_Exercise objective:_ Reproduce all of the records below character for character, but leave the pictures out.

_Record set:_
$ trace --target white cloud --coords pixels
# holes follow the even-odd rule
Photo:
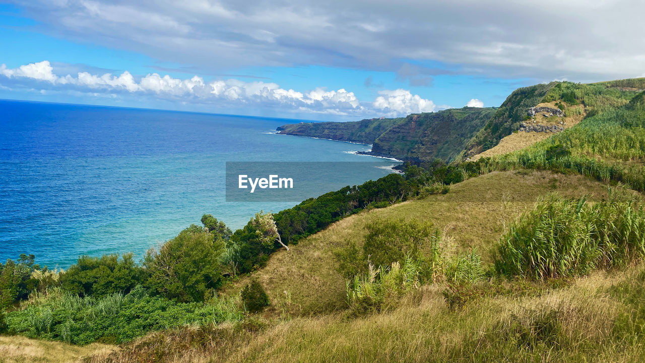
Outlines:
[[[355,0],[343,2],[342,12],[335,2],[315,0],[10,2],[46,32],[211,70],[317,65],[395,71],[409,59],[458,65],[471,74],[600,81],[645,68],[645,37],[633,31],[645,14],[642,0],[403,6]],[[432,76],[410,81],[428,84]]]
[[[386,116],[432,112],[437,109],[432,101],[412,94],[407,90],[384,90],[379,91],[379,94],[381,96],[372,104],[375,109],[383,110]]]
[[[4,76],[4,78],[1,76]],[[3,84],[4,83],[4,84]],[[344,88],[328,90],[318,87],[308,92],[284,89],[274,83],[216,79],[209,83],[201,77],[180,79],[157,73],[135,78],[124,71],[119,76],[79,72],[77,76],[59,76],[50,62],[30,63],[15,68],[0,65],[0,86],[85,92],[93,97],[152,97],[182,103],[222,104],[244,110],[248,106],[272,107],[285,112],[329,114],[357,118],[372,116],[399,117],[410,113],[433,112],[434,103],[404,89],[383,90],[372,103],[361,102]],[[138,95],[138,96],[137,96]]]
[[[466,107],[483,107],[484,102],[477,99],[477,98],[471,98],[468,103],[466,104]]]
[[[26,77],[52,83],[57,78],[52,72],[53,70],[49,61],[21,65],[15,69],[8,69],[4,64],[0,67],[0,73],[7,77]]]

_Written reply:_
$ trace --target white cloud --coords pixels
# holes follow the even-odd rule
Photo:
Outlines:
[[[355,0],[343,2],[342,12],[335,2],[315,0],[10,2],[46,32],[211,70],[317,65],[395,71],[409,59],[458,65],[471,74],[600,81],[645,68],[645,37],[633,31],[645,14],[642,0],[403,6]],[[432,76],[410,81],[428,84]]]
[[[386,116],[432,112],[437,109],[432,101],[412,94],[407,90],[384,90],[379,91],[379,94],[381,96],[372,104],[375,109],[383,110]]]
[[[4,76],[4,78],[1,76]],[[3,84],[4,83],[4,84]],[[344,88],[328,90],[318,87],[308,92],[284,89],[274,83],[216,79],[209,83],[201,77],[180,79],[157,73],[135,78],[124,71],[119,76],[79,72],[77,76],[59,76],[50,62],[30,63],[15,68],[0,65],[0,86],[85,92],[93,97],[152,97],[182,103],[222,104],[244,110],[248,106],[272,107],[285,112],[329,114],[357,118],[372,116],[399,117],[410,113],[433,112],[434,103],[404,89],[383,90],[372,103],[361,102]],[[138,95],[138,96],[137,96]]]
[[[466,107],[483,107],[484,102],[477,99],[477,98],[471,98],[468,103],[466,104]]]
[[[26,77],[52,83],[57,78],[52,72],[53,70],[49,61],[21,65],[15,69],[8,69],[4,64],[0,67],[0,73],[7,77]]]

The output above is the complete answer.